▶ Data shown:
• • •

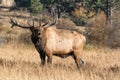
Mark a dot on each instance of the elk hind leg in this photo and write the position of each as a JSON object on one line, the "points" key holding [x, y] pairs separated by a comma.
{"points": [[79, 62], [42, 56]]}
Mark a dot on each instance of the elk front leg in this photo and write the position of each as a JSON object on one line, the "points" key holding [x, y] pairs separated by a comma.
{"points": [[79, 62], [42, 56], [49, 60]]}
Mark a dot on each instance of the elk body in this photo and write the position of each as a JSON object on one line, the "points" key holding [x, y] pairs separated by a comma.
{"points": [[50, 41]]}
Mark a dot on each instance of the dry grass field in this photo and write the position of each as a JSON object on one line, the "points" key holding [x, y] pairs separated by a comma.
{"points": [[21, 62]]}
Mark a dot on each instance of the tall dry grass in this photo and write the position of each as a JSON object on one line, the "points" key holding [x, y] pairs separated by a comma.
{"points": [[22, 62]]}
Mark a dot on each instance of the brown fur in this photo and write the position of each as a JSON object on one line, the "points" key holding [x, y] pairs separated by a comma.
{"points": [[50, 41], [62, 43]]}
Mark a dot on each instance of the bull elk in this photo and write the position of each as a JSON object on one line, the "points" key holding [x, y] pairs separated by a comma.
{"points": [[50, 41]]}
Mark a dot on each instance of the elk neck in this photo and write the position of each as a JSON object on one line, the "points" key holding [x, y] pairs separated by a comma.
{"points": [[34, 35]]}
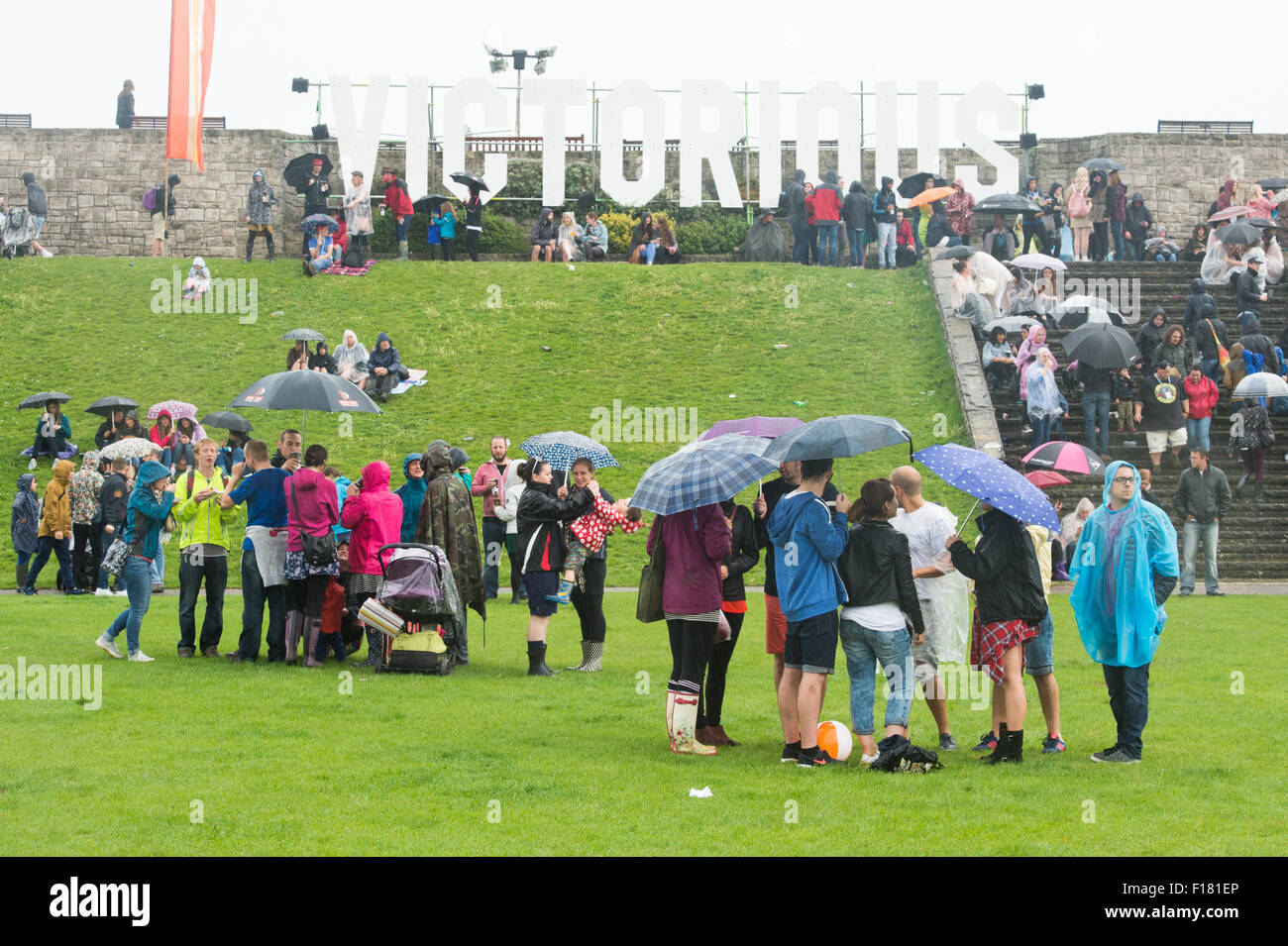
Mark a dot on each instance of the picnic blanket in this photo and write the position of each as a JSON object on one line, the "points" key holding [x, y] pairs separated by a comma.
{"points": [[415, 378], [348, 270]]}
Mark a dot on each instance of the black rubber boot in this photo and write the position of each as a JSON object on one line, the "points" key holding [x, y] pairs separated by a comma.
{"points": [[537, 661]]}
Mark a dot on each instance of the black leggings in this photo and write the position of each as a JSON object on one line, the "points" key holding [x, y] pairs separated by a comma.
{"points": [[590, 602], [308, 594], [711, 699], [691, 649]]}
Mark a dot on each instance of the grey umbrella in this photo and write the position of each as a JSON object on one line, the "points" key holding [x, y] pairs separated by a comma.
{"points": [[844, 435], [303, 335], [305, 390], [43, 398]]}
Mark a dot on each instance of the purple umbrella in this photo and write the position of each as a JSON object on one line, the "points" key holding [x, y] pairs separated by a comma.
{"points": [[767, 428]]}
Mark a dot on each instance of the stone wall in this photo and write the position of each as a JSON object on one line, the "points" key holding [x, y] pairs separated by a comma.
{"points": [[95, 176]]}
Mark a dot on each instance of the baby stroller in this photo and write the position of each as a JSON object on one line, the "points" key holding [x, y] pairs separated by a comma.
{"points": [[20, 229], [419, 610]]}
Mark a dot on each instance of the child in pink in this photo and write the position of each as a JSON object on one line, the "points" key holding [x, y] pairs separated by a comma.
{"points": [[588, 537]]}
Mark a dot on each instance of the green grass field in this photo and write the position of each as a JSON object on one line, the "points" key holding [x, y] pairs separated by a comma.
{"points": [[278, 760], [697, 338]]}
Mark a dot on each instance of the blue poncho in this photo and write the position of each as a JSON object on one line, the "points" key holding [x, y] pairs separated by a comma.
{"points": [[1113, 571]]}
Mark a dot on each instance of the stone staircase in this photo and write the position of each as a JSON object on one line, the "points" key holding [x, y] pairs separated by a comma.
{"points": [[1253, 542]]}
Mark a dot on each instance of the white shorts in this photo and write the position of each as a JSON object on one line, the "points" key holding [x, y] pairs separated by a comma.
{"points": [[1160, 439]]}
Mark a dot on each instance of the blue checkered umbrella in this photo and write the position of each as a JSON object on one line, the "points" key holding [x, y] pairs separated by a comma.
{"points": [[561, 448], [703, 473], [991, 480]]}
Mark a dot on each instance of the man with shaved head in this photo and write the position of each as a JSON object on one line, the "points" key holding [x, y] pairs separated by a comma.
{"points": [[927, 525]]}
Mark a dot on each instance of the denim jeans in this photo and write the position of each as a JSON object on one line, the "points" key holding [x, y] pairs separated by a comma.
{"points": [[855, 239], [254, 594], [1128, 699], [885, 245], [138, 584], [827, 244], [1192, 532], [493, 542], [60, 549], [1197, 431], [1095, 412], [863, 649], [1117, 227], [800, 240], [192, 571]]}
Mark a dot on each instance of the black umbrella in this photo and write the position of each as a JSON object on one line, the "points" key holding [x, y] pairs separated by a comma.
{"points": [[44, 398], [303, 335], [106, 407], [846, 435], [305, 390], [1102, 345], [914, 184], [300, 168], [472, 180], [227, 420], [429, 205], [1005, 203], [1240, 232]]}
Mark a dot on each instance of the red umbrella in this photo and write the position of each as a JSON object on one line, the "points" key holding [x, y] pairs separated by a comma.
{"points": [[1063, 455], [1044, 477]]}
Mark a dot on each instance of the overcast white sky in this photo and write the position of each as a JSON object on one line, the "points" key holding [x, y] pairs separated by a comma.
{"points": [[1096, 62]]}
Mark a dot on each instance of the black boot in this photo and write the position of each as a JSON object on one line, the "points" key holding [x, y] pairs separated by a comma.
{"points": [[537, 661], [1003, 745]]}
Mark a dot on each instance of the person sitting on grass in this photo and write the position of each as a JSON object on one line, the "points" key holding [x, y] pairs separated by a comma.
{"points": [[323, 252], [588, 534], [197, 282]]}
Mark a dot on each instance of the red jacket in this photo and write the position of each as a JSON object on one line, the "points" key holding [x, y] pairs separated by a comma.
{"points": [[397, 200], [827, 205], [1202, 396]]}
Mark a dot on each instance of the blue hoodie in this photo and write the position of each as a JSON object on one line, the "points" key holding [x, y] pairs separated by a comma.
{"points": [[1121, 568], [412, 494], [143, 502], [807, 540]]}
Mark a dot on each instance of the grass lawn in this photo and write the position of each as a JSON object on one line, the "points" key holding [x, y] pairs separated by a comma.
{"points": [[697, 338], [278, 760]]}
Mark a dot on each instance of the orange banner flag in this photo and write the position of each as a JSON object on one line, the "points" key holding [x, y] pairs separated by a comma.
{"points": [[192, 37]]}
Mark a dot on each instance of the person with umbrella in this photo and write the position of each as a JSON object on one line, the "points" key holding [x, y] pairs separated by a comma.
{"points": [[1124, 568], [1009, 610], [316, 188], [357, 214], [447, 521], [540, 528], [146, 514], [321, 249], [261, 201], [53, 431], [807, 538], [398, 202]]}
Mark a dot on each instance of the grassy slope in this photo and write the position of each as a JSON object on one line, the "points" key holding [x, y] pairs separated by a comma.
{"points": [[283, 764], [670, 336]]}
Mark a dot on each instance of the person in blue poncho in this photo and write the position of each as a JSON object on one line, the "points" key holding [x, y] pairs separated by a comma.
{"points": [[1124, 568]]}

• • •

▶ Assignment:
Return every entry above exactly as written, minus the pictures.

▶ The completed task:
Mark a dot on each instance of the elk hind leg in this photo and write the position of each as a JSON object on one line, the "points" key holding [x, y] pairs separated by a comma.
{"points": [[79, 62], [42, 56]]}
Mark a dot on each instance of the elk front leg in this photo and write the position of each as a JSON object on one line, the "points" key holding [x, y] pairs separated by a comma.
{"points": [[79, 62], [42, 56], [49, 60]]}
Mark a dot on each instance of the elk body in this photo and write the position of each as a JSON object on one line, the "points" key holding [x, y] pairs separated by a comma.
{"points": [[50, 41]]}
Mark a dot on each instance of the dry grass field in this photo and write the position of each as a JSON object on one line, the "points" key holding [x, y] pairs separated by a comma.
{"points": [[21, 62]]}
Mark a dot on each instance of the tall dry grass in this photo and write the position of each as a JSON object on one line, the "points" key holding [x, y] pairs separated by a comma.
{"points": [[22, 62]]}
Mark a dot on each instance of the brown fur in this photo and write the position of each as a JSON object on one line, the "points" key holding [x, y] pairs separated by a comma.
{"points": [[50, 41], [62, 43]]}
Mark a dot on each instance of the bull elk in this photo and write the position of each as a JSON object on one line, the "points" key holding [x, y] pairs separated by a comma.
{"points": [[50, 41]]}
Mark a dot on each instance of the elk neck in this photo and write the position of each as a JSON object on one line, the "points" key holding [x, y] pairs separated by a comma.
{"points": [[34, 35]]}
Mark a dot on each instance of the picnic blanket in this photo and write the position of each as a JSON object on one line, the "points" key holding [x, y] pairs separated by a comma.
{"points": [[415, 378], [348, 270]]}
Mark a dot on each instance of the black rubber boot in this photo and write the position of each as a JSON object on one line, the "points" key holding [x, y] pairs separated by a comma.
{"points": [[537, 661]]}
Mark a dot on each instance of the black leggings in this photo and write the position of each as a JSON object on one line, the "points" key holding [x, y] pairs separated by a comma.
{"points": [[590, 602], [308, 594], [711, 699], [691, 649]]}
Mark a dot on each instance of the grey umbrella in this photo and write the position of each as a JSON object on one line, the "points" key holding [x, y] pairs separated by a comma.
{"points": [[844, 435], [303, 335], [305, 390], [43, 398]]}
Mark a dot on each instance of the purple umbrella in this photo and write the position of each as a JSON object on one line, the "points" key holding [x, y] pairs separated by a comma.
{"points": [[767, 428]]}
Mark a dot on each instance of the stone wall in this photo and write the position of each as a JSON object on one line, the "points" key holding [x, y] pairs separated by a comma.
{"points": [[95, 176]]}
Mark a dot on each instance of the baby stroller in this photo and write the position of each as a JSON object on one line, the "points" key holding [x, y] pairs separated by a comma.
{"points": [[20, 229], [419, 610]]}
Mark a dot on each instance of the child in pink in this photo and write the position of each as a JSON object on one line, the "points" key holding [x, y] pairs separated by a comma.
{"points": [[588, 537]]}
Mark a dot on each instance of the green grass field in this photo and write the position of each as a JSON object on one line, the "points" key holding [x, y] pairs separated by a comma.
{"points": [[278, 760], [697, 338]]}
Mark a dot on each instance of the blue poncho in this photo and write the position of each as a JSON object on one line, the "points" key holding [x, y] pairs separated by a comma.
{"points": [[1113, 571]]}
Mark a dot on each instance of the stone staircase in this photo and write the position of each as a JSON object on one line, the "points" key holding [x, y] pairs separated by a comma.
{"points": [[1253, 542]]}
Mark a dot on each instance of the white shorts in this photo and write the position of each as a JSON object on one line, the "points" key holding [x, y] pairs separated by a comma.
{"points": [[1160, 439]]}
Mark a dot on each instance of the blue checkered umbrella in this photo and write the position of each as a JSON object on one line, the "points" key holding [x, y] pairs separated by a comma.
{"points": [[561, 448], [703, 473], [991, 480]]}
Mark a dot on each instance of the man with shaved head in this photo and write the position of each as a JSON object on one line, the "points" key holding [x, y] pairs separated by a comma.
{"points": [[927, 525]]}
Mark a dot on each instance of the denim jeans in this photo and write the position of each as a JSON object on one line, the "points" key holding [x, y] pairs separated by a comma.
{"points": [[855, 239], [254, 594], [1128, 699], [885, 245], [138, 584], [827, 244], [1192, 532], [493, 542], [60, 549], [1197, 431], [1095, 412], [863, 649], [1117, 227], [800, 240], [192, 571]]}
Mark a dot on each instance of the black umbrella in this photo and write the position of each as a JSON object on one line, the "points" key holding [x, y] pairs separated by a comma.
{"points": [[44, 398], [303, 335], [106, 407], [846, 435], [305, 390], [1102, 345], [914, 184], [300, 168], [472, 180], [227, 420], [429, 205], [1005, 203], [1240, 232]]}
Mark a dot on each instance of the red umbrella in this photo and write the position of each as a JSON object on one line, the "points" key holding [x, y] pairs separated by a comma.
{"points": [[1063, 455], [1044, 477]]}
Mark a dot on each instance of the overcast white sky in this photo and write the position of each as a JSON object on one line, the "points" key holding [x, y] pairs separated by a comma.
{"points": [[1096, 62]]}
Mark a dot on each instance of the black boot in this photo and write the position of each as a JSON object on one line, the "points" key holding [x, y] pairs separated by a comma.
{"points": [[537, 661], [1003, 745]]}
Mark a dot on each instance of the person sitting on grass in this photo and write the position of each as a JSON object on one line, the "points" key holding [x, y] pairs separated by a comma.
{"points": [[323, 252], [588, 534], [197, 282]]}
Mark a dot on each instance of the red jacket in this photo and write the position of each as a JSON object on one line, the "points" key holding [x, y] pairs separated by a comma.
{"points": [[397, 200], [827, 205], [1202, 396]]}
Mark a dot on each instance of the blue hoodie in this photo and write the position of each as a JSON object on one line, the "points" key holding [x, y] pairs separated by a comma.
{"points": [[1121, 568], [412, 494], [143, 502], [807, 540]]}
Mark a dot on each instance of the grass lawn in this photo and write the position of each as a JSON object on one line, the "points" key holding [x, y] pairs separated by a comma.
{"points": [[697, 338], [278, 760]]}
Mark a dot on each instance of the orange banner flag in this photo and write the position of each as a JSON object on one line, the "points" key holding [x, y] pairs separated by a comma.
{"points": [[192, 37]]}
Mark a dot on each instance of the person with umbrella in this photo and write the position of each as a JSON object on one line, the "points" key holding [x, y] pairs separated by a comma.
{"points": [[1124, 568], [1009, 610], [316, 188], [357, 214], [447, 521], [540, 528], [146, 514], [321, 249], [261, 201], [53, 431], [807, 538], [398, 202]]}
Mark a dot on each instance of the grassy slope in this photo and write the position of each as a JSON object on one line, the "points" key holding [x, y] pairs separated by a comma.
{"points": [[283, 764], [670, 336]]}
Mark a dot on each instance of the person in blue poncho in this photo and write the position of each as a JSON object on one line, the "points" key holding [x, y] pairs separated by a comma.
{"points": [[1124, 568]]}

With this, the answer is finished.